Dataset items
○ ○ ○ ○

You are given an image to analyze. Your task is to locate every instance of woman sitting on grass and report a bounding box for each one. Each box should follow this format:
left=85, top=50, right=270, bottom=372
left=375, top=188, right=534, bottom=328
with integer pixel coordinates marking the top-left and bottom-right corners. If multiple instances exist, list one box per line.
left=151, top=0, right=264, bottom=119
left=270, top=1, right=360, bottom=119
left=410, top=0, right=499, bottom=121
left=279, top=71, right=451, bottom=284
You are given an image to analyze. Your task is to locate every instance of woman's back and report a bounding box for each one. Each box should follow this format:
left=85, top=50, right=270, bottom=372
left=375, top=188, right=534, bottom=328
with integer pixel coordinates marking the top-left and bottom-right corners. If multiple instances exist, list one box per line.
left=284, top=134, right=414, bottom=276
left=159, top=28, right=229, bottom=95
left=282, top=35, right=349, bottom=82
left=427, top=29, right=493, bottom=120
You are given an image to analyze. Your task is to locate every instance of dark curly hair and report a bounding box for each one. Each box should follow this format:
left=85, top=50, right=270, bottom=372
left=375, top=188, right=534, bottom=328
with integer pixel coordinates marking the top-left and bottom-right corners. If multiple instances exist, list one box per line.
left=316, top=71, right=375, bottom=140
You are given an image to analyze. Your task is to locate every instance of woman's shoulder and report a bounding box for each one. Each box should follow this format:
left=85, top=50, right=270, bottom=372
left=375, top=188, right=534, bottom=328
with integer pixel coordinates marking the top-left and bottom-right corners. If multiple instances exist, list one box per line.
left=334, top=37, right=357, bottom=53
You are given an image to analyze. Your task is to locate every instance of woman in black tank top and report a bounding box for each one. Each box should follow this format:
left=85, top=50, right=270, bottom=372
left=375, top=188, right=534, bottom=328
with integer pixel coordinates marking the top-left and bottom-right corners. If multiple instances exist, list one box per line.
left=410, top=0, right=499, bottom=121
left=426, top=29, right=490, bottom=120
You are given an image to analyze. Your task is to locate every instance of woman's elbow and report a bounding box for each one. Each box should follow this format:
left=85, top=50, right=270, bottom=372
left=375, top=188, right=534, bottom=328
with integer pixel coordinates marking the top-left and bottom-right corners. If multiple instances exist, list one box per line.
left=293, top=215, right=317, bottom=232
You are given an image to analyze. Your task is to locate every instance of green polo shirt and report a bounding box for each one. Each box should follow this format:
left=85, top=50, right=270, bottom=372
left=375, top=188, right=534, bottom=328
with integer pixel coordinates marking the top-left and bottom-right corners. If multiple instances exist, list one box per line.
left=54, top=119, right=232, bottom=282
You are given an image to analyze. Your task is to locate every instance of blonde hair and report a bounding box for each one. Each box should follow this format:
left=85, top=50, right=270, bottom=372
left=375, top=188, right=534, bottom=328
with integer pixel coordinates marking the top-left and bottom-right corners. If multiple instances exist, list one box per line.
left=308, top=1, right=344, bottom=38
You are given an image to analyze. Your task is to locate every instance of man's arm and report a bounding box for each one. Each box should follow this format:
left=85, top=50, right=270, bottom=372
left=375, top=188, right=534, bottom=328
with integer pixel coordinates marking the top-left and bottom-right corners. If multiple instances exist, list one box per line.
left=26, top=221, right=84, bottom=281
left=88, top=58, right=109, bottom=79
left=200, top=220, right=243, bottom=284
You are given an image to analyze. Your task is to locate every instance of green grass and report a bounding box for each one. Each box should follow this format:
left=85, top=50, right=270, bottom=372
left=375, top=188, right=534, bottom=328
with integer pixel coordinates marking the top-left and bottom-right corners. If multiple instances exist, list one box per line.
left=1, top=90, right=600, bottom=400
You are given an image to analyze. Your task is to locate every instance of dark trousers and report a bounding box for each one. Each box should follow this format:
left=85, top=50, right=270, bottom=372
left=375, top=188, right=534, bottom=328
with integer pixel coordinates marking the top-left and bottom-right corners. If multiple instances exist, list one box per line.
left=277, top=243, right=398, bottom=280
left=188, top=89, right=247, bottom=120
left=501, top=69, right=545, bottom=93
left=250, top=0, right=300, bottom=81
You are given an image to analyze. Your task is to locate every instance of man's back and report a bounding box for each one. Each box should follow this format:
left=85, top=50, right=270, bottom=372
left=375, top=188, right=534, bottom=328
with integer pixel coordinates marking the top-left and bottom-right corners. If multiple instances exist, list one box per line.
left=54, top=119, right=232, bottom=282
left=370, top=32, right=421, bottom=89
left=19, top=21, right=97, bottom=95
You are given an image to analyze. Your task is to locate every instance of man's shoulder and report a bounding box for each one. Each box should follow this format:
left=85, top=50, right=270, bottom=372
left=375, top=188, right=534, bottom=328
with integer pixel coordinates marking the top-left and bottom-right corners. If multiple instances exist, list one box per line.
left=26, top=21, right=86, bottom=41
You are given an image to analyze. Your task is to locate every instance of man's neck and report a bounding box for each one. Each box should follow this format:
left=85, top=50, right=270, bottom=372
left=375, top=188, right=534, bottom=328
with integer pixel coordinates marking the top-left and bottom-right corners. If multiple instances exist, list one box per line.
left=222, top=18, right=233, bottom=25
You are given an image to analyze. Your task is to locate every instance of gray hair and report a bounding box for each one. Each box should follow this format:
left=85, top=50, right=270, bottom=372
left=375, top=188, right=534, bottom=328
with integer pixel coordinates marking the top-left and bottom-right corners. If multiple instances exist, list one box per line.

○ ○ ○ ○

# [AIM OF THE EXERCISE]
Which of the lines above contain "grass"? Return them all.

# [WORKED SOLUTION]
You are given an image to analyze. Your task is to locate every instance of woman sitting on grass and report a bounding box for each one. Each box should follow this format:
You are given an image to analyze. Your task is to locate every instance of green grass and report a bounding box for each one. Each box should follow this format:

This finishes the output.